- **PASSAGE TO READ**
----
- 1883 - C Mike Simon was born in Hayden, Indiana. He was with the Bucs from 1909-13, mainly as a reserve, and hit .244. He jumped to the outlaw Federal League in 1914 and finished his career there, playing two more seasons.
|Mike Simon 1912 T207|
- 1889 - RHP Claude Hendrix was born in Olathe, Kansas. He pitched for the Bucs from 1911-13, with a 42-30/2.71 slash. He jumped to the Federal League in 1914 where he won 45 games in two years for the Chicago club. When the Fed folded, he stayed in the Windy City with the Cubs and won 57 more games with them over five seasons.
- 1914 - The Bucs dropped their opener 2-1 at St. Louis’ Robinson Park as Babe Adams lost his duel to Dan Griner of the Browns, whose pitching, according to the Pittsburgh Press, was “of the airtight variety.” SL manager Miller Huggins, despite the win, liked Pittsburgh, saying that “Fred Clarke has a sweet baseball club this year.” He was proven wrong as the Pirates finished seventh with a 69-85 record.
----
- **ENTRIES SUPPLIED**

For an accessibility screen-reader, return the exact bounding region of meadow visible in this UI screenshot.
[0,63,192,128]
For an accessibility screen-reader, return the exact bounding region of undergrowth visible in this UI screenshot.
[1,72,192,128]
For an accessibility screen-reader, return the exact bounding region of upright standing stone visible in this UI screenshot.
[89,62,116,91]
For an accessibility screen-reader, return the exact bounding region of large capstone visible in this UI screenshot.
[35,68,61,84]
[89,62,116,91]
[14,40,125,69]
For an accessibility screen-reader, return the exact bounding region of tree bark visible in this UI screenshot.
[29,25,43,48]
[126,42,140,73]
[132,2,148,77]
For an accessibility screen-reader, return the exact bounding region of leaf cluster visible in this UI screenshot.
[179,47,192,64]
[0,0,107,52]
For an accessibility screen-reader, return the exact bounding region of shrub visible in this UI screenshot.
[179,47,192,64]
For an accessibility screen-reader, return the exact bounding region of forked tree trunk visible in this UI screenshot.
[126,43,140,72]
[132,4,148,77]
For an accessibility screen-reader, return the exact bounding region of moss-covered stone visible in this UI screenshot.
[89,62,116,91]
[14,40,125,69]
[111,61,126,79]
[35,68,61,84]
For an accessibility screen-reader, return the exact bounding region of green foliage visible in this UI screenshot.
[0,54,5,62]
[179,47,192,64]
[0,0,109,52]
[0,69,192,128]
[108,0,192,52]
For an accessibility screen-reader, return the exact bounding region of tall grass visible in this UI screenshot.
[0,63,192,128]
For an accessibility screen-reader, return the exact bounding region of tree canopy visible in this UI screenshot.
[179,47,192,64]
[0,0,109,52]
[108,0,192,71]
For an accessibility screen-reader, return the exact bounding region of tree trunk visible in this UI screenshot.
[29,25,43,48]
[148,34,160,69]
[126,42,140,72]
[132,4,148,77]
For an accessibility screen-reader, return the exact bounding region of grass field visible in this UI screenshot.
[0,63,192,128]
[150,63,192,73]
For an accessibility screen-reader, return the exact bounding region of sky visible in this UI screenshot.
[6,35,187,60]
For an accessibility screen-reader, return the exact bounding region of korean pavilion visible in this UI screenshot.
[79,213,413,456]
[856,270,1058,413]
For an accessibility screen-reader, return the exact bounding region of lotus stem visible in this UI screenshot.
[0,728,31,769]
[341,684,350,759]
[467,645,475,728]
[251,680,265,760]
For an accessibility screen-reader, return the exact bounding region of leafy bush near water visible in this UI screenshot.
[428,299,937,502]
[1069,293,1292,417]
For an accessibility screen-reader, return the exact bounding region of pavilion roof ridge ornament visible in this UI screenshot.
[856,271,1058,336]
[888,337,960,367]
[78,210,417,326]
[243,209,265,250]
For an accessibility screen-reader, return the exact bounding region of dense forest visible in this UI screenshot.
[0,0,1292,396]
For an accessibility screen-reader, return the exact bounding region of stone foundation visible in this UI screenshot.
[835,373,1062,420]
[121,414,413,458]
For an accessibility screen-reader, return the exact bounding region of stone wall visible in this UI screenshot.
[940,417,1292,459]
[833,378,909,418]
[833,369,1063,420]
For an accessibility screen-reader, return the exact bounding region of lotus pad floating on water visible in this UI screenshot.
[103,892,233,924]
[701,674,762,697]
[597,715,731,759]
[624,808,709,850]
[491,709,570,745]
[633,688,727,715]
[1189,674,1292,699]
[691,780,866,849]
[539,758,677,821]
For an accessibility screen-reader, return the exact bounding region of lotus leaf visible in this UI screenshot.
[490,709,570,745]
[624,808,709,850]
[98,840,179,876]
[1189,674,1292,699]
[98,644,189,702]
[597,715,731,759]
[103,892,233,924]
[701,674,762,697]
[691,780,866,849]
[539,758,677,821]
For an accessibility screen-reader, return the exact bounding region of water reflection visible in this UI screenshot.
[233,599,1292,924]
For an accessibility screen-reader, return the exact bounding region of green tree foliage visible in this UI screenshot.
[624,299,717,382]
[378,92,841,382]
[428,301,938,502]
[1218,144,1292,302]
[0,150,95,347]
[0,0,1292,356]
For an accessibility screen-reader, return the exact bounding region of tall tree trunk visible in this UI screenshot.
----
- **WORK ITEM A**
Using the Pirates history text, decide whether each statement agrees with it. Answer yes or no for each and quote the words that settle it.
(i) Mike Simon hit .244 with the Bucs.
(ii) Claude Hendrix won 45 games for the Cubs over two years.
(iii) The Pirates won their 1914 opener in St. Louis.
- **WORK ITEM B**
Answer these questions from the Pirates history text.
(i) Where was Claude Hendrix born?
(ii) Which manager said that Fred Clarke had a sweet baseball club?
(iii) What record did the Pirates finish with in 1914?
- **WORK ITEM C**
Reproduce the part of the Pirates history text starting with "- 1914 - The" and going on through "a 69-85 record.".

- **ANSWER A**
(i) Yes: "He was with the Bucs from 1909-13, mainly as a reserve, and hit .244."
(ii) No: "won 57 more games with them over five seasons"
(iii) No: "The Bucs dropped their opener 2-1"

- **ANSWER B**
(i) Olathe, Kansas
(ii) Miller Huggins
(iii) 69-85

- **ANSWER C**
- 1914 - The Bucs dropped their opener 2-1 at St. Louis’ Robinson Park as Babe Adams lost his duel to Dan Griner of the Browns, whose pitching, according to the Pittsburgh Press, was “of the airtight variety.” SL manager Miller Huggins, despite the win, liked Pittsburgh, saying that “Fred Clarke has a sweet baseball club this year.” He was proven wrong as the Pirates finished seventh with a 69-85 record.